Reproduce every line in the material below that holds "spoon".

** The records follows **

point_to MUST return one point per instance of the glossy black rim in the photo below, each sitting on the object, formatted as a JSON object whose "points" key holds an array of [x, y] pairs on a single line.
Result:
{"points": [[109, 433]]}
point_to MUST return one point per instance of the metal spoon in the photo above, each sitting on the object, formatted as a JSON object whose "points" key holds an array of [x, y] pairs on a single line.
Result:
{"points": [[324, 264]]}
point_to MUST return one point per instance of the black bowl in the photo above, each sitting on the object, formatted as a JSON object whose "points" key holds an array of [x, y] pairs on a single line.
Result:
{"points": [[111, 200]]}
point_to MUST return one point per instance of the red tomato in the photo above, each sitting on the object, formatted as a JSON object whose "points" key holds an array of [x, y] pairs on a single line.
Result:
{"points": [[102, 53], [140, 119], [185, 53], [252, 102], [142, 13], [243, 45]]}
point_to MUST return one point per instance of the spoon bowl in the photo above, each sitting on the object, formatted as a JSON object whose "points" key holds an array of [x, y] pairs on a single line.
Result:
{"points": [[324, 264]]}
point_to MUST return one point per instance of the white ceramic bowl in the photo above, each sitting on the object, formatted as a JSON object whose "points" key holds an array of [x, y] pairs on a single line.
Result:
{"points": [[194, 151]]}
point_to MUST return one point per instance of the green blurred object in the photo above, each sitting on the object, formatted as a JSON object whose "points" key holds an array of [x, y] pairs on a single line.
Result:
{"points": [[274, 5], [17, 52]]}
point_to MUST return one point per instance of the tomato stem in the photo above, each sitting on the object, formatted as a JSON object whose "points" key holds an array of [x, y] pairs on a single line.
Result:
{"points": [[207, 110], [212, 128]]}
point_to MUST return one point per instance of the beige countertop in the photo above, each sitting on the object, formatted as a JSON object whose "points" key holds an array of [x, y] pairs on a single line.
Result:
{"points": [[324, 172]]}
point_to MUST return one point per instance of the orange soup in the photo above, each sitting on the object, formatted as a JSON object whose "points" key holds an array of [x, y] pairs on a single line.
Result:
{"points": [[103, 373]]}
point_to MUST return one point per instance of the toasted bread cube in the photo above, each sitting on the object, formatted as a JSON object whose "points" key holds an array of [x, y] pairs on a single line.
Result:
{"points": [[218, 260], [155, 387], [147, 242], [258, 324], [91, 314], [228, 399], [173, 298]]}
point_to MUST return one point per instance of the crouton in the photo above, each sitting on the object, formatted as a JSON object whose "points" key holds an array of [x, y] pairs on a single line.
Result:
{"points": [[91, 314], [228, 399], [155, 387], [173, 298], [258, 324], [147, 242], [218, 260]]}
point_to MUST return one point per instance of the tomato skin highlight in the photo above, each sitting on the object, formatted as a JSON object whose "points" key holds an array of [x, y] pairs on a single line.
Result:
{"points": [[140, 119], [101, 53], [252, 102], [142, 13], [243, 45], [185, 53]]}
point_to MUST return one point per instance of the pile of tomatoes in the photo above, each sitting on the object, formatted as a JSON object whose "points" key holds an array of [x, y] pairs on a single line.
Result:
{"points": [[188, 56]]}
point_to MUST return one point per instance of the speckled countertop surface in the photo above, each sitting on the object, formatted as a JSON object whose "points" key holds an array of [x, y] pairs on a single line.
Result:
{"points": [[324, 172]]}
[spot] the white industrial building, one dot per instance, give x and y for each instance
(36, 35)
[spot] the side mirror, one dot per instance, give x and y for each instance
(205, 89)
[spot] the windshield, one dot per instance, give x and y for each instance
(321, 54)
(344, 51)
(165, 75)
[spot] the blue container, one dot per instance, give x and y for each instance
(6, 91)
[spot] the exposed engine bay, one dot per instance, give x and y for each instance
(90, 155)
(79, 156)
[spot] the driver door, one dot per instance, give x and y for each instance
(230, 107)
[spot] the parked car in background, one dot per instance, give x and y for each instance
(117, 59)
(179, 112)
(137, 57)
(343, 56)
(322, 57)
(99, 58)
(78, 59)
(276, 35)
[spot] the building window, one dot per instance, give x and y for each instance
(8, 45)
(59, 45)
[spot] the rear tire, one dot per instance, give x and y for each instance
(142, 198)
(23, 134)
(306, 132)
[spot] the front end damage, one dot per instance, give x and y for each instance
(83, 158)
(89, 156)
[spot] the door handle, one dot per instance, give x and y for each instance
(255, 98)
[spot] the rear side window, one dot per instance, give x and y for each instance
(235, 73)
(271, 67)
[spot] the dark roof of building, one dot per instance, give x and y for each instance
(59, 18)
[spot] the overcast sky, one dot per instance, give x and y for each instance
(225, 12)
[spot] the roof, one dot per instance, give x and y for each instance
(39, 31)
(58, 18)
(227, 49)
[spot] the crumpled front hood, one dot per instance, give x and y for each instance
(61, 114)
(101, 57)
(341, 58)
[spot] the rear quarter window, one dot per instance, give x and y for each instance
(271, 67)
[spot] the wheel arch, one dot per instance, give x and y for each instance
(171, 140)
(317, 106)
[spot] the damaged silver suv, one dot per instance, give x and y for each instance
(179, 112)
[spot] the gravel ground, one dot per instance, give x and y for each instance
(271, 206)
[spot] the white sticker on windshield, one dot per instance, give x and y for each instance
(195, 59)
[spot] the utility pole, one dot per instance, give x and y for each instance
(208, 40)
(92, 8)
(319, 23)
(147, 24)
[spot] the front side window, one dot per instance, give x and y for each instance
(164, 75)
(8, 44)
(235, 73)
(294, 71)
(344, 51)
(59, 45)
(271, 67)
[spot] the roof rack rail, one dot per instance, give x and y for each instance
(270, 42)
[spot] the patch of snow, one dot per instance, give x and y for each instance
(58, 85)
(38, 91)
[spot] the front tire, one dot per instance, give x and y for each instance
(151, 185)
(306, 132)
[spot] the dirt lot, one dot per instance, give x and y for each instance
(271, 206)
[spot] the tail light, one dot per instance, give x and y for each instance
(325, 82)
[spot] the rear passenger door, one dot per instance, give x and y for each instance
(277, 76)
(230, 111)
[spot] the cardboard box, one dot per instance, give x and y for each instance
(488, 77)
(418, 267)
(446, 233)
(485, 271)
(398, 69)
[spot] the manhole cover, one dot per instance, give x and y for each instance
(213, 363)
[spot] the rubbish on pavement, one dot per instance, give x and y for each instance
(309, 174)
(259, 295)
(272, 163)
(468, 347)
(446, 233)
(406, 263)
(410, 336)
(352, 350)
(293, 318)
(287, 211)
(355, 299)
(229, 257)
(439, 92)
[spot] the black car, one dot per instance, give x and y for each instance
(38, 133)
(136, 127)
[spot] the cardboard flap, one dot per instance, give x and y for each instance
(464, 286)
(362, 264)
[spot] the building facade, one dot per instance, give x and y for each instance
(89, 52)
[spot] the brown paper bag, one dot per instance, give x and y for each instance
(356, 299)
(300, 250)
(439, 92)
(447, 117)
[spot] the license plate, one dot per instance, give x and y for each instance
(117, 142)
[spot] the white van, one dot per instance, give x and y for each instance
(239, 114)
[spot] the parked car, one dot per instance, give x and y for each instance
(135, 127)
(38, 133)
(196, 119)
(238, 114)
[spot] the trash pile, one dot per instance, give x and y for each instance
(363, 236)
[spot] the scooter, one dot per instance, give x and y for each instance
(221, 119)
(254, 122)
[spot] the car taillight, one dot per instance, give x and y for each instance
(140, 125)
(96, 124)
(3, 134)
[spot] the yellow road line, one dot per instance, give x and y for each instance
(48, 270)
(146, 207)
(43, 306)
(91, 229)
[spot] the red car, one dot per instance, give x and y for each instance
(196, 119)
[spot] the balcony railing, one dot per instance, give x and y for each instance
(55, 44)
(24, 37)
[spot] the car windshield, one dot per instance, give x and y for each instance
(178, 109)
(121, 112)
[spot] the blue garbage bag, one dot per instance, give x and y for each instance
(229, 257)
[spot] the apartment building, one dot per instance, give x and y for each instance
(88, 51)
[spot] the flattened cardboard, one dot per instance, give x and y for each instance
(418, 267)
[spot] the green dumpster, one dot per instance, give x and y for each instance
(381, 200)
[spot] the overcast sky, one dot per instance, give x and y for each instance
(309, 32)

** End of The records **

◆ **Task solution**
point_to MUST return one point per instance of the metal spoon in the photo above, each sitting on the object, formatted as a JSON object whose "points" key holds an array of [x, y] pairs on a single line.
point_to MUST return one point per instance of the spoon bowl in the photo above, each sitting on the object, formatted as a JSON object whose "points" key holds an array of [x, y] pairs on a single line.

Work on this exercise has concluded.